Dataset entries:
*** Block opens ***

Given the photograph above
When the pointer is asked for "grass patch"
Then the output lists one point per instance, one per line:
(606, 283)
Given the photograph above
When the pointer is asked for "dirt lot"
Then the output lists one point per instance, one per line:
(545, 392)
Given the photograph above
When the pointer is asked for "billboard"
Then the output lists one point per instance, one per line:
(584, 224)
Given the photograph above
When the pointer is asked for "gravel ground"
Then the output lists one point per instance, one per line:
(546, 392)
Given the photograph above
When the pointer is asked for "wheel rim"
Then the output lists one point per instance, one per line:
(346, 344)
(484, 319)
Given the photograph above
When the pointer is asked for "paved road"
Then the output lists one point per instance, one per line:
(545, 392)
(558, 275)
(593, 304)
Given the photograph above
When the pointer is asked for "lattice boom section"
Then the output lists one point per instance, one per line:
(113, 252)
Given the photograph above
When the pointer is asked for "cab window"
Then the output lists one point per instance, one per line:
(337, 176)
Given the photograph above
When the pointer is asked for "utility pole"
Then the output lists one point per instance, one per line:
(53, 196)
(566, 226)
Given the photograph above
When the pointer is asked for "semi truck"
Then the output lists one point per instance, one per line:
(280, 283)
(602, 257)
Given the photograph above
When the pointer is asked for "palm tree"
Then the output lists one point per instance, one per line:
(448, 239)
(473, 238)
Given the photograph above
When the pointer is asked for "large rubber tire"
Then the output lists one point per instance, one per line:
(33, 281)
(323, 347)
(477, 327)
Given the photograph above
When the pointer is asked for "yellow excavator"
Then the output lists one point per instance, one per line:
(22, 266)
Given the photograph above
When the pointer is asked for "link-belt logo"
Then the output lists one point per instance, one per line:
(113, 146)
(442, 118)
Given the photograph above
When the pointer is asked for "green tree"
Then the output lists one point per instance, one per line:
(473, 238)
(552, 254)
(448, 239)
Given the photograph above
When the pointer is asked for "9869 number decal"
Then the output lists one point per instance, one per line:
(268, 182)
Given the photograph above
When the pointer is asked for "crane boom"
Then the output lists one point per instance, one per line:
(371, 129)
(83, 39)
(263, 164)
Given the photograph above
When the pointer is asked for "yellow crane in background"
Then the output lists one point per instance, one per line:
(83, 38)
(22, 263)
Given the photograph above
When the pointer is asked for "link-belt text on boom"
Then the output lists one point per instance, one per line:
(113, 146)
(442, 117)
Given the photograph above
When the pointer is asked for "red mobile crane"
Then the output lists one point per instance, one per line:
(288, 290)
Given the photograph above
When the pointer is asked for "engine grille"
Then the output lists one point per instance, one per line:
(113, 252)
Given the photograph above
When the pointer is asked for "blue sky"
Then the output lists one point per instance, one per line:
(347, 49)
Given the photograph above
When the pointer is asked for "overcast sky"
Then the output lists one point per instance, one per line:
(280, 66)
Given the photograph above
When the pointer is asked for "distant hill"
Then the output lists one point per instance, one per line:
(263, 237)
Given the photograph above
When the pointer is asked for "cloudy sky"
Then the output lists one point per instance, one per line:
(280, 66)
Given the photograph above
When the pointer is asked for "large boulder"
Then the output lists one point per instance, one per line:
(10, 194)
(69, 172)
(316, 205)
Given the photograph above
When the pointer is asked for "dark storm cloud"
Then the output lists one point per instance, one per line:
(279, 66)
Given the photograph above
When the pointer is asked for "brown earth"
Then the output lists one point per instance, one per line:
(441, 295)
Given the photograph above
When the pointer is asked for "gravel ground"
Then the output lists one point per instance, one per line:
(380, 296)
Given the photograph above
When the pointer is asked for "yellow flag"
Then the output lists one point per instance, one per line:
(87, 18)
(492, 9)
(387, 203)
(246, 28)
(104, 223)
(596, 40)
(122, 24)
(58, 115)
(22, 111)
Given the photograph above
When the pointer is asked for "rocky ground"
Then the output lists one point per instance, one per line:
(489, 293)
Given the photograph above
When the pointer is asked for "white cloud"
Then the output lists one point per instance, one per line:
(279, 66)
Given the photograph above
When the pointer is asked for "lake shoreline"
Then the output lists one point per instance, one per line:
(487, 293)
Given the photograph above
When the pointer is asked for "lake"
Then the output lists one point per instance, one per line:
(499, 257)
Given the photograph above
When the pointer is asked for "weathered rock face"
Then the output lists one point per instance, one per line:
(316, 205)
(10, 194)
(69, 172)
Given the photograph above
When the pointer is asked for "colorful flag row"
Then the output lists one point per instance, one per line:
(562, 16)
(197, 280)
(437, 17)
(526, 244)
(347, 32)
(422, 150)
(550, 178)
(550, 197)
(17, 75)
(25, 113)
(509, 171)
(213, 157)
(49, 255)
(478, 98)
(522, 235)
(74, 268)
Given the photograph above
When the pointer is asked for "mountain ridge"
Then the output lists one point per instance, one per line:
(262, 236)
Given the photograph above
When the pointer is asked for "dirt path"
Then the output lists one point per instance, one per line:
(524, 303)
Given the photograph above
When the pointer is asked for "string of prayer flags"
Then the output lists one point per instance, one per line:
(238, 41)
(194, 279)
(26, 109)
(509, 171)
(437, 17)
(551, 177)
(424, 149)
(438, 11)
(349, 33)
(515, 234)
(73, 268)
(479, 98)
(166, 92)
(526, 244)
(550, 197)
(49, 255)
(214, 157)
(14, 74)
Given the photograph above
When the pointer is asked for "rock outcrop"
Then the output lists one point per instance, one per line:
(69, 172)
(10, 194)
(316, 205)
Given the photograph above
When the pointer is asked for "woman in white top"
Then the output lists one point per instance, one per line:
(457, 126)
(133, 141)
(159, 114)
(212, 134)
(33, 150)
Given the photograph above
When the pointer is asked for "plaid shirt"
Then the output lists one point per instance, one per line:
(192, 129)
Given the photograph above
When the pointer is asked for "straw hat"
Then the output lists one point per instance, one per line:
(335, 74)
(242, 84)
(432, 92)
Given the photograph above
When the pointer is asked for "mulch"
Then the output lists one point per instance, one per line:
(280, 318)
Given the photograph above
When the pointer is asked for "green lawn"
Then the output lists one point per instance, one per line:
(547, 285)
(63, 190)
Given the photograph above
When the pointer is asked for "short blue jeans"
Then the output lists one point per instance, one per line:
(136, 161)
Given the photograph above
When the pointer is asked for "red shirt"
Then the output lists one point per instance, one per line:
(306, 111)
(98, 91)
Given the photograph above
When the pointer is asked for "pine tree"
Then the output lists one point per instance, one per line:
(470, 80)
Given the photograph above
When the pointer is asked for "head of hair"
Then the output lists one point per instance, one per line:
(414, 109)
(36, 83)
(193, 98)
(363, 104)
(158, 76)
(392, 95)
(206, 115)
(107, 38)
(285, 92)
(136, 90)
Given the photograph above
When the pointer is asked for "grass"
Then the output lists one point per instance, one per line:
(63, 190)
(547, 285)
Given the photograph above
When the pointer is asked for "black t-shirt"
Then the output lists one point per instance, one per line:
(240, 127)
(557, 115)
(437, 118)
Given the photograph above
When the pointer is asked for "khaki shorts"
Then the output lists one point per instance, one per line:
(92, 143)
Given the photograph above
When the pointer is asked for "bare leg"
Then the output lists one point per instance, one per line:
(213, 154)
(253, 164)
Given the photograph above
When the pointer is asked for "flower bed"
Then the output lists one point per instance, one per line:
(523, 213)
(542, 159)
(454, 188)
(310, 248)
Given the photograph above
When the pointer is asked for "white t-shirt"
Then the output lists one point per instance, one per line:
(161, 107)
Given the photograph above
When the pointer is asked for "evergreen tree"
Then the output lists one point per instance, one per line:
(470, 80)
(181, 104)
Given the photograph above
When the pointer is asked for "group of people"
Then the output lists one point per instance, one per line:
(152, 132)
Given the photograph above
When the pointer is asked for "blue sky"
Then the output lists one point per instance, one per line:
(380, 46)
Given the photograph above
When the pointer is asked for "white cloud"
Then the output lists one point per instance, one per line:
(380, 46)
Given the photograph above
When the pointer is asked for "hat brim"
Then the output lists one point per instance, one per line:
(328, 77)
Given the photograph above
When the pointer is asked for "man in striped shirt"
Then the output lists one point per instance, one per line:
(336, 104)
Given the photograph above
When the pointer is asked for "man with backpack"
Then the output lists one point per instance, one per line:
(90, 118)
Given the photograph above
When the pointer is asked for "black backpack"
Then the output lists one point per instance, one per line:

*** Block closes ***

■ **Exercise objective**
Return each line from the records that includes the word "boom".

■ **The answer**
When the pointer is asked for "lattice boom section"
When the pointer is asked for "crane boom"
When the pointer is asked for "link-belt text on boom"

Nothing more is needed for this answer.